--- Document passage ---
• • • •

Getting to grips with shear skill
AT ‘the top of Coom’, on the Cork-Kerry border, next to Ireland’s highest pub (which is being rebuilt after a fire last year), I’m in a shed that contains a pen of sheep waiting to be shorn.
I stare at them: a worried man and worried sheep sizing each other up.
“You can kill a sheep just like that,” says farmer/publican and sheep-shearer, Tim Creedon. They’re not reassuring words for a novice sheep shearer.
“You’d want to keep out from the skin, or you could rip the skin apart,” he says.
The man standing next to Tim is multiple All-Ireland sheep shearing champion, Dan Kelleher.
Both men will participate in this year’s Clik All-Ireland and International Sheep Shearing and Wool Handling Championships in the Green Glens Arena in Millstreet.
Creedon is debuting; 70-year-old Dan will be back at the venue where he won a title three decades ago.
“I started, in my first All-Ireland, in 1958,” says Dan, “and I didn’t miss too many of them since.”
Dan was the holder for 25 years of an Irish record: he sheared 186 fully-fleeced sheep (“straight off the mountain”) in nine hours using an old-fashioned hand shears.
“Sheep shearing will never die out,” Dan says. Sheep must be sheared at least once a year. The technology has evolved from hand-held to electric shears, but it requires considerable skill and both disciplines are still practised. The traditional sheep shearing season is during the summer months, but this year’s festival will allow shearers from Ireland, the UK, New Zealand, Australia and elsewhere, to showcase their talents beforehand: the primary reason that sheep are shorn is to harvest the wool.

• • • •

--- Request A ---
Please reproduce the passage of the sheep-shearing article starting at "Both men will" and ending at "Arena in Millstreet.", word for word.
--- Request B ---
According to the sheep-shearing article, why should a shearer keep out from the sheep's skin?

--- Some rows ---
• • • •

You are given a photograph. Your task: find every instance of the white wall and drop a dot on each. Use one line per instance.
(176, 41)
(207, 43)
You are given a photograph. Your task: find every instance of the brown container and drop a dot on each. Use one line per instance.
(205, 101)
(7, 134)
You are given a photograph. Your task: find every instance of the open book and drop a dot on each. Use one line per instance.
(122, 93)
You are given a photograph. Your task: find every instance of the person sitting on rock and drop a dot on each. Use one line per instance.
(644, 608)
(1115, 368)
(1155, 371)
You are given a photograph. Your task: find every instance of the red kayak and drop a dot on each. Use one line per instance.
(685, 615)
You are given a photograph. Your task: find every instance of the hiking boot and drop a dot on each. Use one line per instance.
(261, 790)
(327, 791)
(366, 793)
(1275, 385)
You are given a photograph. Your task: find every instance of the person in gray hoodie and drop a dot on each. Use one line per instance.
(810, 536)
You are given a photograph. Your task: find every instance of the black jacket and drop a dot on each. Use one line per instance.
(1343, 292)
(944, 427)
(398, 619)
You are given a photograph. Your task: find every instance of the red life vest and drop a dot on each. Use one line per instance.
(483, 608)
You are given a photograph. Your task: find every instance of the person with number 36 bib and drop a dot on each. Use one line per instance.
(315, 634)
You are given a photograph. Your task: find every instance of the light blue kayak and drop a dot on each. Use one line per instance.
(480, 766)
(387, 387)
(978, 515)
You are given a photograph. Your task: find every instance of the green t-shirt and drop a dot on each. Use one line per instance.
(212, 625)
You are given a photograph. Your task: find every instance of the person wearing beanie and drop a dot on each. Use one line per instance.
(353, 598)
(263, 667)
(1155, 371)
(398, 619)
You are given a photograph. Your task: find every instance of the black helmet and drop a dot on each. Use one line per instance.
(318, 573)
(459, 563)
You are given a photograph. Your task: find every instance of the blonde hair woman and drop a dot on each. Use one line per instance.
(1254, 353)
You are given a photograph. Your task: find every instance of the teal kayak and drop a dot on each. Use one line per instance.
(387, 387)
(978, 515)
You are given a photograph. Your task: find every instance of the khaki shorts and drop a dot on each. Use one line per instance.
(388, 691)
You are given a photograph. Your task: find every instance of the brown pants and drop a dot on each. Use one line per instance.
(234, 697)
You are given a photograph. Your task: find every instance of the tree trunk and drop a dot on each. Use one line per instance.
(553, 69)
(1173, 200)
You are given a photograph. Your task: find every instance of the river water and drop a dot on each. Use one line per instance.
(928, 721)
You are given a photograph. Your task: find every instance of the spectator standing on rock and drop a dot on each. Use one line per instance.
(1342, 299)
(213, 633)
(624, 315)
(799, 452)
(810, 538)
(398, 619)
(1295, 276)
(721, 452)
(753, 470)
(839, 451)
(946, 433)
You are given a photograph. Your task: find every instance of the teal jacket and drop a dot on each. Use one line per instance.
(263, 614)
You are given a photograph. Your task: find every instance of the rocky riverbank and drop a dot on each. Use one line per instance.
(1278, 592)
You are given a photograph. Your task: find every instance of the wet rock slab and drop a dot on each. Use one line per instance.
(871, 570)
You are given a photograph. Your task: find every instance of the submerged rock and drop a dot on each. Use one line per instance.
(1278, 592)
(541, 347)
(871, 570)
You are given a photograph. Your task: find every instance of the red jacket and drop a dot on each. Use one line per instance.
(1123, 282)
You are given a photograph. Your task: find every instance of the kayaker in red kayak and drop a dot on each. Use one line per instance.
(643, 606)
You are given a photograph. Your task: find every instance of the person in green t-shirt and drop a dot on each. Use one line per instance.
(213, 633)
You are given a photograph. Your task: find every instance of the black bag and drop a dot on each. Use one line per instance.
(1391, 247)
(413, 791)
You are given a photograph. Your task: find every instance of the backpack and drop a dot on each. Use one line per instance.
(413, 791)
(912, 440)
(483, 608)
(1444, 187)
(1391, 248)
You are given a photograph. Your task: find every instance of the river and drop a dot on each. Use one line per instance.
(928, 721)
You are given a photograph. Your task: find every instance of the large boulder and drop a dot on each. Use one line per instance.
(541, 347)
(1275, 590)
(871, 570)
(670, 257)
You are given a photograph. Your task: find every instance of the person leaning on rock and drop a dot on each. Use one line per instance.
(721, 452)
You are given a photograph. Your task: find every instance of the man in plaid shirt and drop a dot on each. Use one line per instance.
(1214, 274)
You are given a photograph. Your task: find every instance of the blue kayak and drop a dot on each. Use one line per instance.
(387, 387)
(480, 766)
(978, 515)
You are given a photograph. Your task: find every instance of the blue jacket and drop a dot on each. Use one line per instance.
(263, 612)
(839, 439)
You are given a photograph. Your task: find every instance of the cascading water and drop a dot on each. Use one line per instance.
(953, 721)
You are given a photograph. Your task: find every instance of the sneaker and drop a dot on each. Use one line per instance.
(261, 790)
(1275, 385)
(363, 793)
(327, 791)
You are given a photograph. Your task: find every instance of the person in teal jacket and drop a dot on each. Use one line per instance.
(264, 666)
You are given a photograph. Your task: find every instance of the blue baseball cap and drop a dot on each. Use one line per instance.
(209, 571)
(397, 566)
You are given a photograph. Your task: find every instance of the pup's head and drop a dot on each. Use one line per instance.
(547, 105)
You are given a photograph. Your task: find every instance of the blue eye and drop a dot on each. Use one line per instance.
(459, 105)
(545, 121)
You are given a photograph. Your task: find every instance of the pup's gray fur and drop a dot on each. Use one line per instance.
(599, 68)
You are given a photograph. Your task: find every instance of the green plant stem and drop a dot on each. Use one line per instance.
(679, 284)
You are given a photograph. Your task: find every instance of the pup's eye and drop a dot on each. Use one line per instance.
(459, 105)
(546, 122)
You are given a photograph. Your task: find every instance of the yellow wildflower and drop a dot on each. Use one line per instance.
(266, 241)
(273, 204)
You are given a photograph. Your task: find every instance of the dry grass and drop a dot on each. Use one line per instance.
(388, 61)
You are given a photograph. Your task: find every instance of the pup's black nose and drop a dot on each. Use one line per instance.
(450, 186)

• • • •

--- Full response A ---
Both men will participate in this year’s Clik All-Ireland and International Sheep Shearing and Wool Handling Championships in the Green Glens Arena in Millstreet.

--- Full response B ---
A shearer should keep out from the skin because otherwise the skin could be ripped apart.